**Teks Bacaan:**
--*--

Jumat 19 Aug 2016 23:04 WIB

Imam Shamsi Ali: Warga AS Mulai Tinggalkan Trump karena Rasis

Rep: Amri Amrullah/ Red: Teguh Firmansyah
Donald Trump
Foto: VOA
Donald Trump

REPUBLIKA.CO.ID,  JAKARTA -- Imam Islamic Center New York, Ustaz Shamsi Ali  mengungkapkan warga Amerika Serikat (AS) mulai tinggalkan ketertarikannya terhadap Donald Trump, calon presiden dari Partai Republik. Sebab menurut dia, sikap rasis yang diperlihatkan Trump kian membuat banyak warga AS muak.

"Donald Trump itu orang yang sangat rasis, dia sangat benci dengan Barack Obama. Bukan karena hanya dia kulit hitam tapi karena pandangannya yang memang sangat rasis terhadap selain kulit putih," ujar Shamsi Ali di Masjid Universitas Indonesia, Depok, Jumat (19/8).

--*--

**Data:**
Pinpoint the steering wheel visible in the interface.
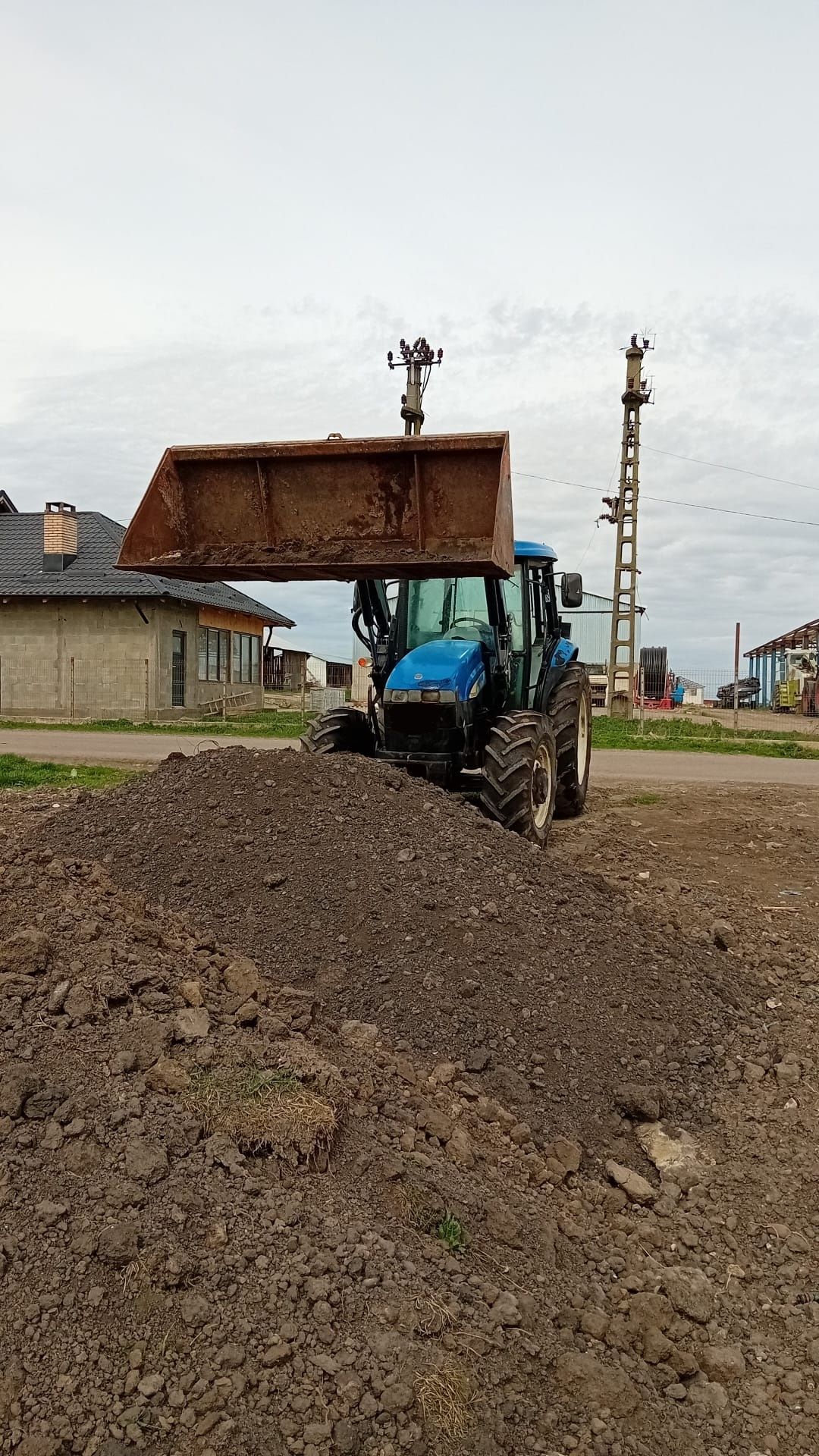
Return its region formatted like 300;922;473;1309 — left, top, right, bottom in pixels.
446;616;487;641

--*--

**Soal 1:** Di mana Shamsi Ali menyampaikan pernyataannya tentang Donald Trump menurut bacaan mengenai Shamsi Ali dan Trump?
**Soal 2:** Teruskan bacaan tentang pandangan Shamsi Ali mengenai Donald Trump mulai setelah kalimat terakhirnya.

**Jawaban 1:** Di Masjid Universitas Indonesia, Depok.

**Jawaban 2:**
Ia juga anti Islam, anti Asia, anti Afro Amerika, anti Latin dan Hispanik dan semua imigran. Dalam survei-survei terakhir sudah lebih dari 60 persen Clinton unggul dari Trump. Apalagi dalam lingkungan partai Republik sendiri banyak yang tak setuju Trump menjadi kandidat.

Direktur Jamaica Muslim Center dan Presiden Nusantara Foundation USA ini mengatakan, pandangan rasial Trump dimanfaatkan penasehat kampanyenya.

Baca juga, Kronologi Pertikaian Trump dengan Keluarga Muslim AS.

Menurut dia, penasihat Kampanye Trump memang pintar. Bisa membaca di lapangan ada segmen di masyarakat AS yang bisa dimainkan. Mereka yang sedang marah dengan kebijakan Obama, dan benci terhadap perkembangan imigran yang luar biasa  di AS, karena kebijakan pemerintah. "Nah sasarannya mereka dengan kampanye Trump kepada umat islam yang perkembangannya luar biasa di sana."

Tapi di tengah kampanye negatif Trump tersebut, Shamsi yakin Islam dan Muslim AS akan terus berkembang dan memberikan kiprahnya demi kebaikan AS dan dunia. Saat ini, ungkapnya banyak muslim AS telah mendapatkan tempat di pemerintahan.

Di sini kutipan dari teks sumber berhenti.